— BEGIN —
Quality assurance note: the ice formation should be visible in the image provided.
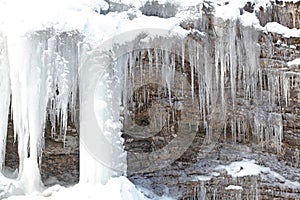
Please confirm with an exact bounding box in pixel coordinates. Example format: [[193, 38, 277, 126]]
[[0, 2, 299, 198]]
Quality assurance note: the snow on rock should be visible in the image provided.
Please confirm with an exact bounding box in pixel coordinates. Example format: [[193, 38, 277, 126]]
[[217, 160, 270, 177], [216, 159, 300, 189], [264, 22, 300, 38], [287, 58, 300, 66], [4, 176, 157, 200], [225, 185, 243, 190]]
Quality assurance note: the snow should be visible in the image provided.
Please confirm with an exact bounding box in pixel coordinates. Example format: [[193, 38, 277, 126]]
[[264, 22, 300, 38], [287, 58, 300, 66], [0, 0, 300, 199], [225, 185, 243, 190], [215, 159, 300, 189], [2, 176, 157, 200]]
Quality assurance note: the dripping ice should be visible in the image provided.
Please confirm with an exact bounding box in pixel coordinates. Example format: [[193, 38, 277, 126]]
[[0, 0, 299, 197]]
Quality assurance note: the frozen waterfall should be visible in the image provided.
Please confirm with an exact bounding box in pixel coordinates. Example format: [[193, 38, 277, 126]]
[[0, 0, 299, 198]]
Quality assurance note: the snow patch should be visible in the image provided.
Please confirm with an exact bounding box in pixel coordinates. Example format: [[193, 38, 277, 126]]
[[287, 58, 300, 66], [264, 22, 300, 38], [225, 185, 243, 190]]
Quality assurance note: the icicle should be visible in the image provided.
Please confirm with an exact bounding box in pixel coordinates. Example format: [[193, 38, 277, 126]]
[[0, 33, 10, 171]]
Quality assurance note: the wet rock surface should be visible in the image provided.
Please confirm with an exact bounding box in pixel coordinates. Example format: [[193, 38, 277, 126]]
[[5, 0, 300, 199]]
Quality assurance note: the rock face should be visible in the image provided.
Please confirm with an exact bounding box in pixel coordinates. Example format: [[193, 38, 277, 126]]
[[2, 2, 300, 199]]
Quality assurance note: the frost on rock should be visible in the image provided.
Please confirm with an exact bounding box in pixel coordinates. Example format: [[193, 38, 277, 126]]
[[0, 1, 300, 198], [0, 30, 78, 193]]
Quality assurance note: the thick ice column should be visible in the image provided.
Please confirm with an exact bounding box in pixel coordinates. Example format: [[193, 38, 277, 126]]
[[79, 44, 126, 184], [7, 35, 47, 193], [0, 33, 10, 170]]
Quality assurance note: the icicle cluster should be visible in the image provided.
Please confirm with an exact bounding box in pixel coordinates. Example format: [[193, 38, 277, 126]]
[[0, 30, 79, 190]]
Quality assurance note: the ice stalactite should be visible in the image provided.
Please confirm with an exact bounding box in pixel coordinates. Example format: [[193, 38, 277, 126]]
[[7, 32, 48, 192], [0, 30, 78, 193], [0, 33, 10, 170]]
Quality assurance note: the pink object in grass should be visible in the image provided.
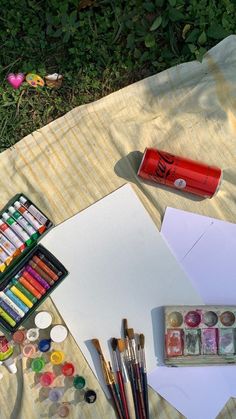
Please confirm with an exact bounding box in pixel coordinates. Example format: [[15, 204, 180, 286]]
[[7, 73, 25, 89]]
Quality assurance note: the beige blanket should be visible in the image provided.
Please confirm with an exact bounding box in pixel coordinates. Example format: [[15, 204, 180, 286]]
[[0, 36, 236, 419]]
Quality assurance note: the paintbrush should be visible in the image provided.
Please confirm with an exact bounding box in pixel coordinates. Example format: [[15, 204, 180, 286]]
[[139, 333, 149, 419], [92, 339, 124, 419], [127, 328, 146, 419], [117, 339, 136, 419], [111, 338, 129, 419]]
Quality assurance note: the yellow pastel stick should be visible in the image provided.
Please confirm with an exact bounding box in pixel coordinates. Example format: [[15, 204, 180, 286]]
[[0, 307, 16, 327], [10, 285, 33, 308]]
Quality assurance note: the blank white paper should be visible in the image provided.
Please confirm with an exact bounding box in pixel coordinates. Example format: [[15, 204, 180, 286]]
[[41, 184, 202, 394]]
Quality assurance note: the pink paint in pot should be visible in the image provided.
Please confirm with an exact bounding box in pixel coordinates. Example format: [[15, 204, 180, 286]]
[[7, 73, 25, 89], [185, 311, 201, 327]]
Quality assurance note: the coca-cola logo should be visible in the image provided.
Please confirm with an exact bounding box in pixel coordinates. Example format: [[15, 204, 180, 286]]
[[156, 151, 175, 179]]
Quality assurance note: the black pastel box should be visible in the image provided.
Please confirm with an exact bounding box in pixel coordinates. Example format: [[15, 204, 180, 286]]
[[0, 194, 68, 333], [164, 306, 236, 366]]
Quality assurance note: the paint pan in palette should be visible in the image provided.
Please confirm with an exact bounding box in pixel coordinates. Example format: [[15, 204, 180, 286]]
[[0, 244, 68, 332], [164, 306, 236, 366]]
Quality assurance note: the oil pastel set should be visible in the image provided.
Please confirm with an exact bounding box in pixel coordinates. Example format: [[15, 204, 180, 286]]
[[0, 194, 68, 332], [165, 306, 236, 366]]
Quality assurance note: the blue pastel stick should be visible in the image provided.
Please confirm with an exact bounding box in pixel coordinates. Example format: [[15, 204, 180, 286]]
[[4, 289, 29, 313], [0, 298, 21, 322]]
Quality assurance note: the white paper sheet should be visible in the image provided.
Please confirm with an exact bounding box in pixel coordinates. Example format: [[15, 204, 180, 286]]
[[148, 366, 231, 419], [42, 185, 202, 396], [148, 208, 236, 419], [161, 208, 236, 305]]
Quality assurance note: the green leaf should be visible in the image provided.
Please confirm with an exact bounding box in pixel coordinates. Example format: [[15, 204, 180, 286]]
[[156, 0, 165, 7], [150, 16, 162, 31], [185, 29, 200, 44], [198, 31, 207, 45], [169, 7, 185, 22], [207, 23, 230, 39], [144, 33, 156, 48]]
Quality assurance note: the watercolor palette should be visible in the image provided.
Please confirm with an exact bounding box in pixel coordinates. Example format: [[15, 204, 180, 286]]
[[164, 306, 236, 366], [0, 194, 68, 333]]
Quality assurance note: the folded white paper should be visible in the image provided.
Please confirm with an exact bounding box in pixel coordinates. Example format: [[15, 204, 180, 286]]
[[42, 185, 202, 396]]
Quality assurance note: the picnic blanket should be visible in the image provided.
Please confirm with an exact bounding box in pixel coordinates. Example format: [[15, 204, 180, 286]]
[[0, 35, 236, 419]]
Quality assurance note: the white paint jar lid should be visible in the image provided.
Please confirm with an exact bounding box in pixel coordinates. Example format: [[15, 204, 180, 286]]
[[34, 311, 52, 329], [50, 324, 68, 343]]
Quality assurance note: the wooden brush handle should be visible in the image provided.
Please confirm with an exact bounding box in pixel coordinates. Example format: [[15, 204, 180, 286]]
[[124, 381, 136, 419], [107, 384, 124, 419], [116, 371, 129, 419]]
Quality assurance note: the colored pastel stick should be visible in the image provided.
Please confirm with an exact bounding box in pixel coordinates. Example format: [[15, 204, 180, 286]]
[[19, 195, 51, 227], [11, 285, 33, 308], [2, 212, 32, 246], [0, 219, 25, 251], [0, 298, 21, 322], [8, 207, 39, 240], [0, 291, 25, 317], [29, 260, 54, 285], [4, 289, 29, 313], [14, 201, 46, 234], [32, 255, 58, 281], [19, 276, 42, 300], [0, 307, 16, 327], [22, 271, 46, 295], [25, 265, 50, 290], [38, 252, 62, 276], [11, 279, 37, 303]]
— END —
** Directive **
Lay out every line of the material above as a numbered list, skipping blank lines and leaving the pictures out.

** Response to the exercise **
1. Quality assurance note: the ice formation should be visible in the image provided.
2. Please confirm with an exact bounding box in pixel coordinates. Example format: [[193, 38, 277, 126]]
3. [[0, 2, 299, 198]]
4. Quality assurance note: the snow on rock should be visible in the image provided.
5. Please confirm with an exact bounding box in pixel coordinates. Example format: [[193, 38, 277, 126]]
6. [[217, 160, 270, 177], [216, 159, 300, 189], [264, 22, 300, 38], [287, 58, 300, 66], [4, 176, 157, 200], [225, 185, 243, 190]]
7. Quality assurance note: the snow should be visible in the image provided.
8. Please confirm with an exact bounding box in pixel coordinates. Example format: [[193, 38, 277, 126]]
9. [[264, 22, 300, 38], [287, 58, 300, 66], [0, 0, 300, 199], [225, 185, 243, 190], [215, 159, 300, 189], [2, 176, 157, 200]]
10. Quality assurance note: the dripping ice should be visible in the image provided.
11. Please confirm with an exact bounding box in pixel coordinates. Example format: [[193, 38, 277, 126]]
12. [[0, 0, 299, 197]]
13. Quality assurance note: the frozen waterfall should be visible in the image provided.
14. Please confirm with an exact bounding box in pixel coordinates. Example format: [[193, 38, 277, 126]]
15. [[0, 0, 299, 198]]
16. Quality assurance note: the snow patch should be visible in the image provided.
17. Please confirm with an exact bounding box in pixel coordinates. Example format: [[193, 38, 277, 126]]
18. [[287, 58, 300, 66], [264, 22, 300, 38], [225, 185, 243, 190]]
19. Quality assurance note: the icicle should be visible in the image provided.
20. Please confirm with an exact bounding box in pixel coordinates. Example format: [[193, 38, 277, 126]]
21. [[0, 33, 10, 171]]
22. Quality assurance note: the wet rock surface should be visible in the image provided.
23. Please confirm with an exact bounding box in pixel coordinates. Example format: [[193, 38, 277, 126]]
24. [[5, 0, 300, 199]]
25. Quality assurance note: the rock face should be visible in the image provided.
26. Please confirm with an exact bounding box in pixel coordinates. Example format: [[193, 38, 277, 126]]
27. [[2, 2, 300, 199]]
28. Quality assurance note: the frost on rock should be visible in the image provided.
29. Please confirm with an exact bounding box in pixel coordinates. Example format: [[193, 38, 277, 126]]
30. [[0, 1, 300, 198], [0, 30, 78, 193]]
31. Quality assurance note: the thick ice column should be visible in the image provided.
32. Please confirm with an exact bounding box in pixel coordinates. Example format: [[193, 38, 277, 126]]
33. [[79, 44, 126, 184], [7, 35, 47, 193], [0, 33, 10, 170]]
34. Quality assurance note: the icicle cluster should be visible in the image provided.
35. Please confirm with an exact bounding box in pixel coordinates. Example format: [[193, 38, 277, 126]]
36. [[0, 30, 79, 190]]
37. Quality assurance note: the ice stalactite should be visible in the image provided.
38. Please confirm with an exact bounding box in pixel coordinates. Example format: [[193, 38, 277, 126]]
39. [[7, 32, 48, 192], [0, 30, 78, 193], [0, 33, 10, 170]]
40. Quality assurance note: the pink object in grass should be visible in the image provided.
41. Please confirm with an exact bounding box in pixel coordinates. Example format: [[15, 204, 180, 286]]
42. [[7, 73, 25, 89]]
43. Quality assurance note: the beige blanket should be visible in the image provided.
44. Please confirm with an exact bounding box in pixel coordinates. Example format: [[15, 204, 180, 286]]
45. [[0, 36, 236, 419]]
46. Quality assurance note: the paintbrush should be visible in the image provided.
47. Please confirm with an exact bounding box in pixel coordinates. Example format: [[15, 204, 180, 286]]
48. [[139, 333, 149, 419], [92, 339, 124, 419], [127, 328, 146, 419], [117, 339, 136, 419], [111, 338, 129, 419]]
49. Quality assurance note: the yellow pastel stick should be visible in the image provided.
50. Please confirm with an exact bounding box in pixel coordinates. Example format: [[15, 204, 180, 286]]
51. [[0, 307, 16, 327], [10, 285, 33, 308]]
52. Quality assurance note: the blank white paper should be visible in the image provided.
53. Please confirm with an exact bounding box in pixel coordinates. Example format: [[15, 204, 180, 286]]
54. [[41, 184, 202, 394]]
55. Quality assurance note: the pink paint in pot should be visible in the image provided.
56. Please confirm with an exact bounding box in pixel coordinates. Example format: [[15, 204, 180, 286]]
57. [[7, 73, 25, 89], [185, 311, 201, 327]]
58. Quality assurance note: the coca-cola logo should be visible in the image provided.
59. Please confirm with an exact bounding box in pixel coordinates. Example format: [[15, 204, 180, 286]]
60. [[156, 151, 175, 179]]
61. Quality assurance note: the black pastel box should be visible in the image provided.
62. Please confirm with an exact bounding box in pixel coordinates. Example format: [[15, 204, 180, 286]]
63. [[0, 194, 68, 333], [164, 306, 236, 366]]
64. Quality assurance note: the paint pan in palette should be visible in the image provided.
65. Please confirm with an exact bounding box in pixel coordinates. Example format: [[15, 204, 180, 286]]
66. [[0, 244, 68, 332], [164, 306, 236, 366]]
67. Quality assurance note: the oil pastel set should be visible in the image provided.
68. Please confirm with an exact bounding box in pixel coordinates. Example format: [[15, 204, 180, 286]]
69. [[0, 194, 68, 332], [165, 306, 236, 366]]
70. Quality assurance note: the blue pastel stick should be visible in the image provided.
71. Please confirm with an exact bounding box in pixel coordinates. Example format: [[15, 204, 180, 286]]
72. [[4, 289, 29, 313], [0, 298, 21, 322]]
73. Quality assurance note: the white paper sheet should be visible in the image provided.
74. Please confirm with an exact bounding box in pixel coordinates. Example format: [[15, 204, 180, 286]]
75. [[148, 366, 231, 419], [42, 185, 202, 396], [148, 208, 236, 419], [161, 208, 236, 305]]
76. Quality assurance note: the green leaf should be visible in the image provided.
77. Please confirm with an exact bounding box in pixel coordinates. Example format: [[15, 204, 180, 286]]
78. [[156, 0, 165, 7], [150, 16, 162, 31], [185, 29, 200, 44], [198, 31, 207, 45], [169, 7, 185, 22], [207, 23, 230, 39], [144, 33, 156, 48]]
79. Quality assurance note: the watercolor palette should be visible in the image provided.
80. Please confirm with an exact bounding box in pixel coordinates. Example format: [[15, 204, 180, 286]]
81. [[164, 306, 236, 366], [0, 194, 68, 333]]
82. Quality assurance note: the folded white paper should be visible in the image provided.
83. Please confirm with an exact bounding box in pixel coordinates. Example format: [[15, 204, 180, 286]]
84. [[42, 185, 202, 396]]
85. Quality assurance note: the picnic blanket should be visible in the image provided.
86. Please confirm with an exact bounding box in pixel coordinates. Example format: [[15, 204, 180, 286]]
87. [[0, 35, 236, 419]]
88. Quality assurance note: the white paint jar lid should be visible in the image provided.
89. Please confirm with an exact bounding box in pixel coordinates. Example format: [[15, 204, 180, 286]]
90. [[34, 311, 52, 329], [50, 324, 68, 343]]
91. Quality assurance note: the wooden brush handle should be visible in the image provided.
92. Please confirm with an exact bounding box in pixel coordinates. Example format: [[15, 204, 180, 286]]
93. [[124, 381, 136, 419], [107, 384, 124, 419], [116, 371, 129, 419]]
94. Quality assurance note: the colored pastel stick should be visible in the image provided.
95. Please confirm with an exact bounding box in pixel coordinates. Example format: [[15, 204, 180, 286]]
96. [[19, 195, 51, 227], [11, 285, 33, 308], [2, 212, 32, 246], [0, 219, 25, 251], [0, 298, 21, 322], [8, 207, 39, 240], [0, 291, 25, 317], [29, 260, 54, 285], [4, 289, 29, 313], [14, 201, 46, 234], [32, 255, 58, 281], [19, 276, 42, 300], [0, 307, 16, 327], [22, 271, 46, 295], [25, 265, 50, 290], [38, 252, 62, 276], [11, 279, 37, 303]]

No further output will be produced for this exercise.